◆ READING PASSAGE:

Before 2003, the Observer reports, Texas medical care was regulated by an interconnected “web of regulation,” consisting of hospital management, the civil justice system and the Texas Medical Board. In 2003, however, the Texas legislature imposed a draconian $250,000 cap on damages in medical negligence cases. The legislature also insulated hospitals from failing to properly police clinical privileges by creating a “malice” standard for negligent credentialing cases.

As the article puts it: “Hospitals can get all the benefit of an expensive surgeon practicing in their facility and little of the exposure. This has freed hospitals from the fear of litigation, but it’s also removed the financial motivation for policing their own physicians.”

With the civil justice system gutted and hospital oversight muted, only the Texas Medical Board stood between patients and dangerous doctors. According to the Observer, however, the board is hampered by its own rules. In most states, the right to practice a profession is considered a privilege. The Texas Medical Practice Act, however, specifically notes that a doctor’s license is a “hard-won, valuable credential.” Patients’ rights take a backseat to the protection of that valuable credential to the extent that the board cannot revoke a license without “overwhelming” evidence. Illinois’ standard is probably not much better. The point of our article is that patient safety requires a strong civil justice system.

According to the Texas Medical Board, from February 2012 to June 2013, Duntsch’s treatment of four patients “significantly violated the standard of care.”

In February, March and July of 2012 and June of 2013, Duntsch failed to recognize and immediately correct post-operative spinal cord compression, leading to quadriparesis; failed to recognize post-operative hemorrhage, leading to death; injured a patient’s vertebral artery by removing bone from an inappropriate area, leading to death; and demonstrated insufficient knowledge of relevant anatomy and persisted in attempting to enter a disk space in spite of complications which compromised the procedure.

In 2012, according to the Observer, Baylor suspended Duntsch for 30 days and then prohibited him from operating unsupervised. The supervision requirement was not enforced, however, and he continued to operate. After the first death, Duntsch resigned from Baylor Regional Medical Center and applied for privileges at Dallas Medical Center.

According to the Observer, the Texas Medical Board was aware of concerns about Duntsch’s competence but could not open an investigation until a written complaint was filed. During the summer of 2012, a physician filed one. The board’s investigation moved along at the pace required by procedural and substantive rules while Duntsch continued to operate. Board records reflect that his license was not suspended until June.

◆ INSTRUCTIONS:
[1] Copy the passage on Texas medical oversight word for word, from "According to the Observer, the" to "suspended until June.".
[2] For each statement, answer yes or no on whether the passage on Texas medical oversight agrees with it, and quote the words that settle it: (a) The 2003 cap on damages in medical negligence cases was set at $250,000. (b) Baylor suspended Duntsch for 60 days. (c) The Texas Medical Board could open an investigation before any written complaint was filed.

◆ DATA EXCERPTS:
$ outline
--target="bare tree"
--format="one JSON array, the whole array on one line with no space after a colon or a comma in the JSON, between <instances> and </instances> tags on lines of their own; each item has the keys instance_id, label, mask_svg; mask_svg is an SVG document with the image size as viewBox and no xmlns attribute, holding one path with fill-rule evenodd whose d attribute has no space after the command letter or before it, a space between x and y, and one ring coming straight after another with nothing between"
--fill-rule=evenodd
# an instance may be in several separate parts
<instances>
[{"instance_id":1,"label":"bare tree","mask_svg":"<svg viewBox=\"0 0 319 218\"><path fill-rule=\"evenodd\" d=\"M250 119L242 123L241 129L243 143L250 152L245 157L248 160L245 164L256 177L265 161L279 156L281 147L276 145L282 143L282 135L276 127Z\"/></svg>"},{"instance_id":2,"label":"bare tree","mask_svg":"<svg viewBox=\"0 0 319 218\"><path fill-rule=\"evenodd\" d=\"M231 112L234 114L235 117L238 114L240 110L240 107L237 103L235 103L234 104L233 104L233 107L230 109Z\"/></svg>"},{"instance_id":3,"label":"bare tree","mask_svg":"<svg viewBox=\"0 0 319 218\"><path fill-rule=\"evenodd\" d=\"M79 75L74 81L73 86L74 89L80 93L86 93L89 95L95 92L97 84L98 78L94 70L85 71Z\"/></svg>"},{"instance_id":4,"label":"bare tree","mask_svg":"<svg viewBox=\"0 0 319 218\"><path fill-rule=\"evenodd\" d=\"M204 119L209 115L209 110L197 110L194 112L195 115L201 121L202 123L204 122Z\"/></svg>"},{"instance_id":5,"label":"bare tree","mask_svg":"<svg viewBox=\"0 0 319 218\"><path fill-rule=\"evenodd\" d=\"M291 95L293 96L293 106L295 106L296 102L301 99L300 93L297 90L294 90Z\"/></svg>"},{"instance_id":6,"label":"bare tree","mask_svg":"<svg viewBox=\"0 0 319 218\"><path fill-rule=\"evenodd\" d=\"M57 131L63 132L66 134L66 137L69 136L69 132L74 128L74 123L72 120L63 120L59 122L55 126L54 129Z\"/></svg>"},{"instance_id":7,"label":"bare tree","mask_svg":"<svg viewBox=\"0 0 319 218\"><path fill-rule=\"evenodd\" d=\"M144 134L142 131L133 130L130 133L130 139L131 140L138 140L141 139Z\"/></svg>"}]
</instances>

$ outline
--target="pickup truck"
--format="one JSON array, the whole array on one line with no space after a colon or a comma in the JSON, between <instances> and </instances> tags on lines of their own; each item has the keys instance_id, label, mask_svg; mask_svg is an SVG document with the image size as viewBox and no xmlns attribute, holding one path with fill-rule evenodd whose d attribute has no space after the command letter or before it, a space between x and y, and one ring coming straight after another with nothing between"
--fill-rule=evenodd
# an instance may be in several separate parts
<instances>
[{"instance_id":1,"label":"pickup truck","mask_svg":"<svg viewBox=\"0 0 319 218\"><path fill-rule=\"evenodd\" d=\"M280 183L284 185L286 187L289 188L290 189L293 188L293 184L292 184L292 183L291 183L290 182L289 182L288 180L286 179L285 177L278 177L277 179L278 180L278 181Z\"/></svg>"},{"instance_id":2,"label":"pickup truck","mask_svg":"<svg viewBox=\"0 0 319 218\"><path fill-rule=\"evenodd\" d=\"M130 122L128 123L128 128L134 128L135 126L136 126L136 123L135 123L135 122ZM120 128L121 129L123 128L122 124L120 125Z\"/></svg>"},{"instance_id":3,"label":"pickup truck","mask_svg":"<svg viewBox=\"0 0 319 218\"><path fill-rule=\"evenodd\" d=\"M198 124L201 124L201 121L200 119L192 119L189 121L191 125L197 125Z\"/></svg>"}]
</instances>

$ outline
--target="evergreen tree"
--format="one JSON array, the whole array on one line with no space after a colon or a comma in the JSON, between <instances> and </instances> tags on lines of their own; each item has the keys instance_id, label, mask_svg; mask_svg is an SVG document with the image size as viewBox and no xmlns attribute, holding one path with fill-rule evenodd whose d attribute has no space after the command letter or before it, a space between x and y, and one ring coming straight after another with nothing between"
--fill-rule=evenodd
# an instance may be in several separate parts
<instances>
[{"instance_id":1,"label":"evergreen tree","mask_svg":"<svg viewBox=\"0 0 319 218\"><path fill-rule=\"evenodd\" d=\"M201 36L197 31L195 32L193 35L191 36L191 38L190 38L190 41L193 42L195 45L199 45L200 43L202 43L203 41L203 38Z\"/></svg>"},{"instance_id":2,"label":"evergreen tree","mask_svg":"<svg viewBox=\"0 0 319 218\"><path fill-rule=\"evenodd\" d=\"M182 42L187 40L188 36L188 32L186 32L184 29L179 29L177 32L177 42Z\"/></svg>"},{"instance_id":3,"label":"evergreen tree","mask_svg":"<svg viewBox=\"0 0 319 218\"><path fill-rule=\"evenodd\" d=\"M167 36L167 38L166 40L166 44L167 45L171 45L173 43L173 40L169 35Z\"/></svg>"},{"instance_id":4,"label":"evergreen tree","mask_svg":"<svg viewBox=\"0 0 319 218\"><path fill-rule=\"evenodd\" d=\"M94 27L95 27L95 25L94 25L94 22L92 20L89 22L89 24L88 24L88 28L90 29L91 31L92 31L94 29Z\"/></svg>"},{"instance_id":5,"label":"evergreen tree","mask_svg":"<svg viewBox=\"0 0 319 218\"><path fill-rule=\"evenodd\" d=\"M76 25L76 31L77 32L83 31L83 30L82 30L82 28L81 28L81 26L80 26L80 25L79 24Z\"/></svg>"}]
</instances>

◆ SOLUTION SET:
[1]
According to the Observer, the Texas Medical Board was aware of concerns about Duntsch’s competence but could not open an investigation until a written complaint was filed. During the summer of 2012, a physician filed one. The board’s investigation moved along at the pace required by procedural and substantive rules while Duntsch continued to operate. Board records reflect that his license was not suspended until June.

[2]
(a) Yes: "the Texas legislature imposed a draconian $250,000 cap on damages in medical negligence cases."
(b) No: "Baylor suspended Duntsch for 30 days."
(c) No: "could not open an investigation until a written complaint was filed."